任务要求 1: 将下方这段Playwright介绍一字不差地完整抄录下来。

Playwright介绍

Playwright,微软旗下的开源自动化测试框架

来自知乎用户

Playwright是一个强大的Python库,仅用一个API即可自动执行Chromium、Firefox、WebKit等主流浏览器自动化操作,并同时支持以无头模式、有头模式运行。
Playwright提供的自动化技术是绿色的、功能强大、可靠且快速,支持Linux、Mac以及Windows操作系统。

官方标语:

Playwright enables reliable end-to-end testing for modern web apps.
Any browser • Any platform • One API

在这次简短上手后立马转用此库,非常的强大好用

安装

pip install playwright

安装完毕后,安装浏览器环境:
python -m playwright install

即可开始使用

方便的录制功能

安装完毕后,使用以下指令即可启动浏览器录制,会自动生成对应代码
python -m playwright codegen

python -m playwright codegen --help
Usage: index codegen [options] [url]

open page and generate code for user actions

Options:
-o, --output <file name> saves the generated script to a file
--target <language> language to use, one of javascript, python, python-async, csharp (default: "python")

所列条目:
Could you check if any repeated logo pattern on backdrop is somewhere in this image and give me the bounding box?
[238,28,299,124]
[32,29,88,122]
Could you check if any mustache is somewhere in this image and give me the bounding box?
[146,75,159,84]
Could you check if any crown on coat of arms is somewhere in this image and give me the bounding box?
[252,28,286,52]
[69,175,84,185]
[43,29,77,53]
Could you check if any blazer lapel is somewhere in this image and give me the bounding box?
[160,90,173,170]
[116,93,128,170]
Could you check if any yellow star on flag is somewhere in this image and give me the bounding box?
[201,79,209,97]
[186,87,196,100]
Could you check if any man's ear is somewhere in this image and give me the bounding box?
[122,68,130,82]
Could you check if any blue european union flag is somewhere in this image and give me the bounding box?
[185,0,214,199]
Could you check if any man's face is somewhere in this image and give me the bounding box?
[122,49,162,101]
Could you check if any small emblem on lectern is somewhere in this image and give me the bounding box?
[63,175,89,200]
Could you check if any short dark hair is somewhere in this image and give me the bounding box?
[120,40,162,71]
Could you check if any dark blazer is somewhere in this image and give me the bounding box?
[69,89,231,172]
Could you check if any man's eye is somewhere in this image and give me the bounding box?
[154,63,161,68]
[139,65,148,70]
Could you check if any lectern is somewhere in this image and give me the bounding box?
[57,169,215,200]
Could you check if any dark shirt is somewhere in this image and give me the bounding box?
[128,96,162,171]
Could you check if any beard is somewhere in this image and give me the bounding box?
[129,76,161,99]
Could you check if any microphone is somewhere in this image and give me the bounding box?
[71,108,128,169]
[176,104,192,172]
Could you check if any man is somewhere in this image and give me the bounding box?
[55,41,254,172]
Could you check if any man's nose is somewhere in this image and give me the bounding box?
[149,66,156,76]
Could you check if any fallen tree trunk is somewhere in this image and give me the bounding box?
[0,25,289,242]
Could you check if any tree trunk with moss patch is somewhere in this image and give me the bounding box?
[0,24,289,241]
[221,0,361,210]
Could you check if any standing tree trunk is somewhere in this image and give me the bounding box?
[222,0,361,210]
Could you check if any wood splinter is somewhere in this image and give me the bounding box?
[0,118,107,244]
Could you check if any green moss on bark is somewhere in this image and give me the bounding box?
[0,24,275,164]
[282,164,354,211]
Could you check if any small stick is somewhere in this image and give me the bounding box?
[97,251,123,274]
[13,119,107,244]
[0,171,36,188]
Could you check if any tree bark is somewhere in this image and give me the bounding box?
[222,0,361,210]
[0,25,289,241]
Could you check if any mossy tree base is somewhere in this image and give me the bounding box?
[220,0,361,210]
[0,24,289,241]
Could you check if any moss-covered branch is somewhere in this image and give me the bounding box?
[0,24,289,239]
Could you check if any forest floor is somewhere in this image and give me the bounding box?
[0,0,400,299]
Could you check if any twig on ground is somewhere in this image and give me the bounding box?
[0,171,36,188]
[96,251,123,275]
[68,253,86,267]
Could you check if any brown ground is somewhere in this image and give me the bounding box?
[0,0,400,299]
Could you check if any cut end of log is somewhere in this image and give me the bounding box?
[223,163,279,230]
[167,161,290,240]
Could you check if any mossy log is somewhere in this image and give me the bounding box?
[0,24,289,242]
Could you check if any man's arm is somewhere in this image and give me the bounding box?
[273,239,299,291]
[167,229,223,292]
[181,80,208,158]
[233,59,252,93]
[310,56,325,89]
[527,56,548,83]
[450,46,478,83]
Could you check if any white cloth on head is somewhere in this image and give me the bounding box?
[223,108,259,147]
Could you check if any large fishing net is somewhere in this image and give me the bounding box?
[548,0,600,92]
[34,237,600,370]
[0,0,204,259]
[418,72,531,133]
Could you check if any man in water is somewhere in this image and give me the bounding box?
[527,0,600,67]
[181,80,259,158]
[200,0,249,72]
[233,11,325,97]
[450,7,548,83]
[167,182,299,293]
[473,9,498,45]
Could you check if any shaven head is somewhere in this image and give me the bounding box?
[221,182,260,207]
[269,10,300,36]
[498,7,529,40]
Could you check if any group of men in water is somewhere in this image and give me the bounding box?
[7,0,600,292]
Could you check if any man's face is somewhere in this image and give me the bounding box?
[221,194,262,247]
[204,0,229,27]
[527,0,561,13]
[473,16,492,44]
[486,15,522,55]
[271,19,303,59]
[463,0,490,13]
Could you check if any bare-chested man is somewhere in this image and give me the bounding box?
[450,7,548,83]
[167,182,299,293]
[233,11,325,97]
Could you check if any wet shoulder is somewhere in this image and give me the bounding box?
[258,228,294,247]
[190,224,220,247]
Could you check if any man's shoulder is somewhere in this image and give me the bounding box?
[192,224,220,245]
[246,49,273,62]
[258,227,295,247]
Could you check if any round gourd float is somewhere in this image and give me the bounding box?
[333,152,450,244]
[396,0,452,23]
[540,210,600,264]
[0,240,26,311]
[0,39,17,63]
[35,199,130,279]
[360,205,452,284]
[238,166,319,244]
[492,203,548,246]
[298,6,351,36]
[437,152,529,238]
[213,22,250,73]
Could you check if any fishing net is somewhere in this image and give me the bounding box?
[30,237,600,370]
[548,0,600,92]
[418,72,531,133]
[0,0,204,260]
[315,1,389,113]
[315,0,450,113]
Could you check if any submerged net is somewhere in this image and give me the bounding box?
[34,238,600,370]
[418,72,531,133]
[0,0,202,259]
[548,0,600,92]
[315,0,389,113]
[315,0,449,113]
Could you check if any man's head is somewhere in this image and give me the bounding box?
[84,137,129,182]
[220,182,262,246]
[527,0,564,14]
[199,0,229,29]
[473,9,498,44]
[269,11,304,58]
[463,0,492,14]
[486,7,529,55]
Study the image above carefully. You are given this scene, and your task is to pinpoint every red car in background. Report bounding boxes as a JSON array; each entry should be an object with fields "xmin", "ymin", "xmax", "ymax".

任务要求 2: 把上面条目中从含有“Could you check if any yellow”的那一行到含有“[129,76,161,99]”的那一行改写成编号列表，首尾两行都包括在内，空行略去，其余条目不要列入。

回复内容 1:
Playwright介绍

Playwright,微软旗下的开源自动化测试框架

来自知乎用户

Playwright是一个强大的Python库,仅用一个API即可自动执行Chromium、Firefox、WebKit等主流浏览器自动化操作,并同时支持以无头模式、有头模式运行。
Playwright提供的自动化技术是绿色的、功能强大、可靠且快速,支持Linux、Mac以及Windows操作系统。

官方标语:

Playwright enables reliable end-to-end testing for modern web apps.
Any browser • Any platform • One API

在这次简短上手后立马转用此库,非常的强大好用

安装

pip install playwright

安装完毕后,安装浏览器环境:
python -m playwright install

即可开始使用

方便的录制功能

安装完毕后,使用以下指令即可启动浏览器录制,会自动生成对应代码
python -m playwright codegen

python -m playwright codegen --help
Usage: index codegen [options] [url]

open page and generate code for user actions

Options:
-o, --output <file name> saves the generated script to a file
--target <language> language to use, one of javascript, python, python-async, csharp (default: "python")

回复内容 2:
1. Could you check if any yellow star on flag is somewhere in this image and give me the bounding box?
2. [201,79,209,97]
3. [186,87,196,100]
4. Could you check if any man's ear is somewhere in this image and give me the bounding box?
5. [122,68,130,82]
6. Could you check if any blue european union flag is somewhere in this image and give me the bounding box?
7. [185,0,214,199]
8. Could you check if any man's face is somewhere in this image and give me the bounding box?
9. [122,49,162,101]
10. Could you check if any small emblem on lectern is somewhere in this image and give me the bounding box?
11. [63,175,89,200]
12. Could you check if any short dark hair is somewhere in this image and give me the bounding box?
13. [120,40,162,71]
14. Could you check if any dark blazer is somewhere in this image and give me the bounding box?
15. [69,89,231,172]
16. Could you check if any man's eye is somewhere in this image and give me the bounding box?
17. [154,63,161,68]
18. [139,65,148,70]
19. Could you check if any lectern is somewhere in this image and give me the bounding box?
20. [57,169,215,200]
21. Could you check if any dark shirt is somewhere in this image and give me the bounding box?
22. [128,96,162,171]
23. Could you check if any beard is somewhere in this image and give me the bounding box?
24. [129,76,161,99]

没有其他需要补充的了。